> Using the information
1 - Answer these questions from the profile of photographer Adrian Steirn below, marking each answer with the same letter:
(a) In which years was Steirn invited to photograph Nelson Mandela's birthdays?
(b) When will series two of 21 Icons launch?
(c) Which award did Steirn win at the Africa Photographic Awards in 2010?
2 - Duplicate the part of the profile of photographer Adrian Steirn below starting with "21 Icons is" and going on through "in July 2014.".
3 - Pick up the profile of photographer Adrian Steirn below after its final sentence and carry it further.

> Extract provided
----

Among a diversity of photographic opportunities he has had around the world, perhaps closest to Adrian Steirn’s heart has been his work with Nelson Mandela, whom he has photographed several times and whose 93rd and 94th birthdays he was invited to photograph, exclusively, in 2011 and 2012. Each time Steirn spent several days with the Mandela family at Madiba’s house in Qunu, Eastern Cape, and produced a series of deeply personal and intimate photographs.
It was also his admiration for Madiba and what the statesman had achieved in uniting the people of South Africa post-democracy that inspired Steirn to create 21 Icons South Africa. “Wherever I take photographs in the world, people always ask about Madiba. It got me thinking about his legacy and what it means to both the country and the world. This brought me to the realisation that he had not acted alone and that there were many more distinguished, wonderful and worthy people that have made South Africa what it is.”
And so Steirn decided to tackle his most ambitious project to date: filming and photographing a series of icons, whom he defines as “men and women who lead extraordinary lives that have a positive impact on those around them”.
He wanted to shoot meaningful portraits that would make people question the stories behind them. As an artist for whom narrative is everything, these backstories are as interesting and relevant as the photographs — and they took 21 Icons South Africa to another level. “The bond that developed through crafting each person’s portrait gave rise to amazing interviews and films, which I think people will love to see,” says Steirn.
21 Icons is currently nearing the culmination of the first season’s print and broadcast run, which will be followed by a series of initiatives aimed at stimulating the project’s charitable initiatives, focused on Freedom Day in 2014. Series two will launch in July 2014.
Born in Sydney, Australia, Steirn fell in love with South Africa during a trip as a six-year-old child and, after several more visits to the country and the rest of the continent, decided to make Cape Town his permanent base in 2008. Here he is the director of the Ginkgo Agency, a content-creation company that offers film, photographic, research, graphic design, writing and post-production services to clients seeking to reach and inspire a global audience.
Portraiture is a central passion for Steirn. It earned him the Portrait Photographer of the Year Award at the Africa Photographic Awards in 2010, as well as the Nikon Africa Professional Photographer of the Year Award in 2009.
Renowned South African artist William Kentridge has said of Steirn’s portraiture: “Adrian Steirn’s photographs have an inventiveness and wit. He is able both to perceive unusual perspectives on his subjects and — vital for a portraitist — is able to convince his subject to participate in his exploration. Together with this, he brings a technical mastery that is tested to its limits by his perfectionism.”

----

> Entries shown
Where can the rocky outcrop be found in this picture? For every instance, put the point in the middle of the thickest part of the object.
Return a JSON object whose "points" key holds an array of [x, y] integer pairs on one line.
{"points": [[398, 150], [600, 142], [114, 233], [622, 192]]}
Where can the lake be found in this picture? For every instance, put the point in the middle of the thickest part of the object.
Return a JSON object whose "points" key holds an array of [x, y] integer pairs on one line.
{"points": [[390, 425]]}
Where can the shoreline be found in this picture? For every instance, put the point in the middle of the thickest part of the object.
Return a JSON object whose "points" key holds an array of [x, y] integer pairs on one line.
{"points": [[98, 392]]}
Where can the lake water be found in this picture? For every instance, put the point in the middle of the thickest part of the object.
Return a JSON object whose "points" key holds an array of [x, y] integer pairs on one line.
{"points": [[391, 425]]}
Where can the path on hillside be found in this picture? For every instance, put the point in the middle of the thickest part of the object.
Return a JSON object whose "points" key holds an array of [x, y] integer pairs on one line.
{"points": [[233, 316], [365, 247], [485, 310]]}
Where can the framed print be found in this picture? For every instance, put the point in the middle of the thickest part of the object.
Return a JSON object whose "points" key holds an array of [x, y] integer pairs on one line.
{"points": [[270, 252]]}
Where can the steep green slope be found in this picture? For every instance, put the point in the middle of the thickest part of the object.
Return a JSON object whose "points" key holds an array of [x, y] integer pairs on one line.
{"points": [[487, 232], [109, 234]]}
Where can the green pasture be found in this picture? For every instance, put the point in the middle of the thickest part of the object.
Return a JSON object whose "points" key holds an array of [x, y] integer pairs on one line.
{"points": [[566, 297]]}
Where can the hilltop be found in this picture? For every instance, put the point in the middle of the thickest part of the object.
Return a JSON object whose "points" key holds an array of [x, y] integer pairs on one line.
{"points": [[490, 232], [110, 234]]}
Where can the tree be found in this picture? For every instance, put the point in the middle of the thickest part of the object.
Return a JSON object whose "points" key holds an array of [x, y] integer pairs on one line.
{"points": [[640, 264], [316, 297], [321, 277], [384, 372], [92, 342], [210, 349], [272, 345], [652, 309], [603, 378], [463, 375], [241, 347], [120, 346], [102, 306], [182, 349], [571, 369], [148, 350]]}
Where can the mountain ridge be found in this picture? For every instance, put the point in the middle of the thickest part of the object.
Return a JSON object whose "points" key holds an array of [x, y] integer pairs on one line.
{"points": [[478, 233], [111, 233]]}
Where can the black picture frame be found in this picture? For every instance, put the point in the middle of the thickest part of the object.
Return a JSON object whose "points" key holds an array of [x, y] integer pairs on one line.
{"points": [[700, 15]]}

----

> Answers for each item
1 -
(a) 2011 and 2012
(b) July 2014
(c) The Portrait Photographer of the Year Award

2 -
21 Icons is currently nearing the culmination of the first season’s print and broadcast run, which will be followed by a series of initiatives aimed at stimulating the project’s charitable initiatives, focused on Freedom Day in 2014. Series two will launch in July 2014.

3 -
In October 2011, Steirn chronicled the final days of Lord Philip Gould, political adviser and architect of Britain’s New Labour, as he was dying from cancer. It resulted in a moving film called “When I Die: Lessons from the Death Zone”, and a portrait Steirn took of Gould, standing at his gravesite, is on permanent display in the National Gallery in London.
Steirn has also shot deeply engaging portraits of heads of state such as former UK prime minister Tony Blair, Rwandan President Paul Kagame, President Alpha Conde of Guinea, former Norwegian prime minister Gro Harlem Brundtland, and former Japanese prime minister Yoshiro Mori. Artists he has photographed and filmed include Irish singer Bono and British singer-songwriter Annie Lennox, as well as South Africa’s pre-eminent film actress, Charlize Theron.
He was the director of the Global Fund to Fight Aids, Tuberculosis and Malaria’s 10-year anniversary film. His portraits of, among others, Aids campaigner Zachie Achmat, Microsoft boss and philanthropist Bill Gates, Bono and US economist Jeffrey Sachs were presented at the World Economic Forum in Davos, Switzerland, last year. He was commissioned by the UK Government’s Department of Health to commemorate Alzheimer’s Day through a film and portraits of loved ones suffering from dementia, including Sir Michael Parkinson.
But Steirn also has another deeply felt passion: Africa and its wildlife. He has been photographing both for 15 years, producing stunning and unusual fine-art portraits of animals and the landscape. “All I can offer is my humblest interpretation of what inspires me about Africa,” he says. “My wildlife images are not a project or study. They are images I have shot for no other reason than they were beautiful to me.”
Steirn’s wildlife projects have taken him, among other places, to the rainforests of Uganda, the Serengeti in Tanzania and the Zambezi River in Zambia and Zimbabwe, as well as the Amazon basin in South America and Azerbaijan’s Hirkan National Park in Eastern Europe. He has been the photographer-in-residence for the World Wide Fund for Nature in South Africa for the past three years, and is represented by the Everard Read Gallery in Johannesburg.